● SET EXERCISE: Please reproduce everything from the start of the records down to and including the line that contains "(1338, 372)", copying each line exactly.

(Data items)
★ ★ ★ ★
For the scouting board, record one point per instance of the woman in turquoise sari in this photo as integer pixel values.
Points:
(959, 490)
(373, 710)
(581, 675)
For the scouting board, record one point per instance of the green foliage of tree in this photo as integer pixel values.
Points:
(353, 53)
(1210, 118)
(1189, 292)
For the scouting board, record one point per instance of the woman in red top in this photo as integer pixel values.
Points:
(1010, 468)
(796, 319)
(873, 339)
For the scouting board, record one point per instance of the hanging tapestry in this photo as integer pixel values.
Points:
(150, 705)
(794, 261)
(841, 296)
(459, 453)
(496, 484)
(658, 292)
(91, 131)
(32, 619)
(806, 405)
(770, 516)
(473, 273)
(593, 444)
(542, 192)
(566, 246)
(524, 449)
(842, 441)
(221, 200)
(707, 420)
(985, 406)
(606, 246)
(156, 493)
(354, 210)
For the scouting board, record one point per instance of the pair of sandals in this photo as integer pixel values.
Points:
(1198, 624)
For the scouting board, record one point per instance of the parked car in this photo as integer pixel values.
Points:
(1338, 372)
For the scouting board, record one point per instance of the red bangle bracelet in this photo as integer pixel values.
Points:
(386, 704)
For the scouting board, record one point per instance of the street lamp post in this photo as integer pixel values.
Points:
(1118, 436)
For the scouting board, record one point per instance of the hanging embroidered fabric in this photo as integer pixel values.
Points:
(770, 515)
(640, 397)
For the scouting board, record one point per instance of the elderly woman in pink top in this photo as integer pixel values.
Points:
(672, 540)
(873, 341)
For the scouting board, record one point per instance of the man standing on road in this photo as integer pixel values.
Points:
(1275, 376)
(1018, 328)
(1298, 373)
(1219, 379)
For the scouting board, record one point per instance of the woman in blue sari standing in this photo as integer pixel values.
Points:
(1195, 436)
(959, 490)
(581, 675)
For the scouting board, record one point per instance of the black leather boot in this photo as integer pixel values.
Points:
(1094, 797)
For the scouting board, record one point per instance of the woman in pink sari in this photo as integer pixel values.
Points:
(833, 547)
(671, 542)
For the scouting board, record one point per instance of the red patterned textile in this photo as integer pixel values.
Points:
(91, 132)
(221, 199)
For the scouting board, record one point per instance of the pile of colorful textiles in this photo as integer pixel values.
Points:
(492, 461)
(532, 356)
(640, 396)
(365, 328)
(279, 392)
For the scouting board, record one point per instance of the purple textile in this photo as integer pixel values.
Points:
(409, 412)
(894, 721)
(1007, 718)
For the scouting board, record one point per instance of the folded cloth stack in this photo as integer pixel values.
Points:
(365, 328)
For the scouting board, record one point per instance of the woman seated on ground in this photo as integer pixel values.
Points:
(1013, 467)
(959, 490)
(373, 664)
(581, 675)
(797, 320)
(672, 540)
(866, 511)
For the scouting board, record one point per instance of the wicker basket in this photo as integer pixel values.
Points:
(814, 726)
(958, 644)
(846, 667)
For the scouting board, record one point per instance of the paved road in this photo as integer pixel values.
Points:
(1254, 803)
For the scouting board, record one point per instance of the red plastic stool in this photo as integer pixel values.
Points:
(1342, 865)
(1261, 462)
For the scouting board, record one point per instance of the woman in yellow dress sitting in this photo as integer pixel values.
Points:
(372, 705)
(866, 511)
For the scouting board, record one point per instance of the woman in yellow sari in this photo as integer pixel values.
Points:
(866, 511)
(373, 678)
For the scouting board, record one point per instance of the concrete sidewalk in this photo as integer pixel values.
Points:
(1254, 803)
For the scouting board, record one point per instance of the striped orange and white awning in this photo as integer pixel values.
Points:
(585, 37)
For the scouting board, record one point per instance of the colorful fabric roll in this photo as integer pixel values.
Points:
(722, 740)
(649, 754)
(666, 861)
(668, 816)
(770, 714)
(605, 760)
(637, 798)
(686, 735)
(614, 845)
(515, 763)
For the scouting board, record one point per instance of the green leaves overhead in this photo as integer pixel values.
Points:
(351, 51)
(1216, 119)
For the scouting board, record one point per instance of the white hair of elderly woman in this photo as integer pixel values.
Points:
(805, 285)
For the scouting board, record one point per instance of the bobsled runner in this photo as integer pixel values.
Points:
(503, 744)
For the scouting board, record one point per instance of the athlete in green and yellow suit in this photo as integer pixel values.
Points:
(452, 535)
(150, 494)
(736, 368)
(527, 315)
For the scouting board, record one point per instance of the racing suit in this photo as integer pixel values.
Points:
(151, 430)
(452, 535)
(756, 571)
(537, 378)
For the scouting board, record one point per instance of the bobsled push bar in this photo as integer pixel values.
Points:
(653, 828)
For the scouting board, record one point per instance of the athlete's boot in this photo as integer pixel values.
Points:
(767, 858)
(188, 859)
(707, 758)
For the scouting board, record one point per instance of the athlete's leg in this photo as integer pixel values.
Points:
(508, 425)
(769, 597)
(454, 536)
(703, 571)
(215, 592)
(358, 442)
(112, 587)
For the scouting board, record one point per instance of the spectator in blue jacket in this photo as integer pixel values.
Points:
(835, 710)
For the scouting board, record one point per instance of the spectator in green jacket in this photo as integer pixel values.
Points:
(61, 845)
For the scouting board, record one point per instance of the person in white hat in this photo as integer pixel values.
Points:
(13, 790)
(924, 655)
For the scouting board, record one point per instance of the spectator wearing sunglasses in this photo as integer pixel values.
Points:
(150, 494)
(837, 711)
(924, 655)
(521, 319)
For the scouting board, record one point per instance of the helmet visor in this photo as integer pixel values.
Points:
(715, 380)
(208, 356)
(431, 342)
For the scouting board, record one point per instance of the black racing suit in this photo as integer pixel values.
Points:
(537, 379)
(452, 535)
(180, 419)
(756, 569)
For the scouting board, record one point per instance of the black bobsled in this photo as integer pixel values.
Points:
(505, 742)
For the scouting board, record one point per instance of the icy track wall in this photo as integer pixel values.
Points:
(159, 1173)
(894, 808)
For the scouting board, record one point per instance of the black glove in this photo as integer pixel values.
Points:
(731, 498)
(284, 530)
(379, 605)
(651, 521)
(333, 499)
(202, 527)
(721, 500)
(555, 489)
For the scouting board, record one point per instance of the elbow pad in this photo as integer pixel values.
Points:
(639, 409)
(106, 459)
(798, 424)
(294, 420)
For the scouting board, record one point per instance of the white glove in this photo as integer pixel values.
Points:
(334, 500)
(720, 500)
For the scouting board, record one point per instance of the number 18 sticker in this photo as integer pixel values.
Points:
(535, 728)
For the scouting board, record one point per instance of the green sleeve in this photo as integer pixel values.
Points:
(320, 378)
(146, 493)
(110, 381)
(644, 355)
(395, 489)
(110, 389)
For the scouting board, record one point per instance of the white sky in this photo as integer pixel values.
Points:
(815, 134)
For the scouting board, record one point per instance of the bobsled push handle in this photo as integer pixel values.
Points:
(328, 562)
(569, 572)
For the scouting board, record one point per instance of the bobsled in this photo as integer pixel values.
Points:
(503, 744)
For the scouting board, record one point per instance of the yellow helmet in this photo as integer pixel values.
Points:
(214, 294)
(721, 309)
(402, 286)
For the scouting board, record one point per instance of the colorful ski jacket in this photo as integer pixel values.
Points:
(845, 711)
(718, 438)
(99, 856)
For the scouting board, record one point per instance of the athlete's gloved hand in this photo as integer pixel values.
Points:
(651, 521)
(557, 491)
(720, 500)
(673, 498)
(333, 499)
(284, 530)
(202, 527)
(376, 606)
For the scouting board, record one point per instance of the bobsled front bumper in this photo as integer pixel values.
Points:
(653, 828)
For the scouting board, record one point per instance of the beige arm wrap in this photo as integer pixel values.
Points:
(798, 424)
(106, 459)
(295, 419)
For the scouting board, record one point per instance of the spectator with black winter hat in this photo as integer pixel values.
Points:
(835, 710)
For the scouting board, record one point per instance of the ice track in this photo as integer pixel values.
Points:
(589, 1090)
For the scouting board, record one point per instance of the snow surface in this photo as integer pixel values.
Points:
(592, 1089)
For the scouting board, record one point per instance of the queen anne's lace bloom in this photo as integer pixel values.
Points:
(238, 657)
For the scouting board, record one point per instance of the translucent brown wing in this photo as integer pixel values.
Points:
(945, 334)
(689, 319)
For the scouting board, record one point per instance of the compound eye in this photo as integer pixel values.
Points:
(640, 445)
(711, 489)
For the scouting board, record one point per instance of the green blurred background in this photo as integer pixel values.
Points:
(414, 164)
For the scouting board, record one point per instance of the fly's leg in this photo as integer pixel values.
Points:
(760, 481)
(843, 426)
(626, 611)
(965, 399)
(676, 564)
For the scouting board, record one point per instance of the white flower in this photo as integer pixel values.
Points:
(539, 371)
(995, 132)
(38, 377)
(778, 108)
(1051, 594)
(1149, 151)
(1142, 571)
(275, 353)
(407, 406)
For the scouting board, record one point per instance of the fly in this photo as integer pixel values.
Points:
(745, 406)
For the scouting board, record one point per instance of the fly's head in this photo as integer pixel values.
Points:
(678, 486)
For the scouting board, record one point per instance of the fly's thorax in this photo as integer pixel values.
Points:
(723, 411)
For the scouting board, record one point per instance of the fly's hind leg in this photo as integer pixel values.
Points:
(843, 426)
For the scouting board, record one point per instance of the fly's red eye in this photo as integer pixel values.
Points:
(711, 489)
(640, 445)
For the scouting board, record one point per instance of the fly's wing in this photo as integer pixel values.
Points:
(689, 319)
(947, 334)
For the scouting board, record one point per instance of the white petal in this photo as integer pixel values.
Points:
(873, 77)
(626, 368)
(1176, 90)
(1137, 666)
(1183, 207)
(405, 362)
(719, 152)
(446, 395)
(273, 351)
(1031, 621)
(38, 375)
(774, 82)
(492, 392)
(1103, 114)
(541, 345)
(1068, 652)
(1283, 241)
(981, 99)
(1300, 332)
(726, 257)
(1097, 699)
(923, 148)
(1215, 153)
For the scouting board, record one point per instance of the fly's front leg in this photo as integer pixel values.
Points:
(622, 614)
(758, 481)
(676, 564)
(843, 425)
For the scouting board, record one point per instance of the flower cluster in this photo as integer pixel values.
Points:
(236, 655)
★ ★ ★ ★
● THE ANSWER:
For the scouting board, record one point per instance of the woman in turquoise sari in this photo as integer pixel values.
Points:
(959, 490)
(373, 710)
(581, 675)
For the scouting board, record one point per instance of the green foliage of tree in this photo as integer pixel values.
Points:
(353, 53)
(1210, 118)
(1189, 292)
For the scouting board, record one point per instance of the woman in red top in this photo as integer pixel values.
Points:
(1010, 468)
(796, 319)
(873, 339)
For the scouting board, record one point per instance of the hanging tapestry in this photo as integer pixel values.
Points:
(150, 705)
(794, 261)
(841, 296)
(459, 453)
(496, 484)
(658, 292)
(91, 131)
(32, 619)
(806, 405)
(770, 516)
(473, 273)
(593, 444)
(542, 192)
(566, 246)
(524, 449)
(842, 441)
(221, 200)
(707, 420)
(985, 406)
(606, 246)
(156, 493)
(354, 210)
For the scouting board, record one point per instance of the pair of sandals in this photo as integer pixel values.
Points:
(1198, 624)
For the scouting board, record one point per instance of the parked car in this photo as integer pixel values.
Points:
(1338, 372)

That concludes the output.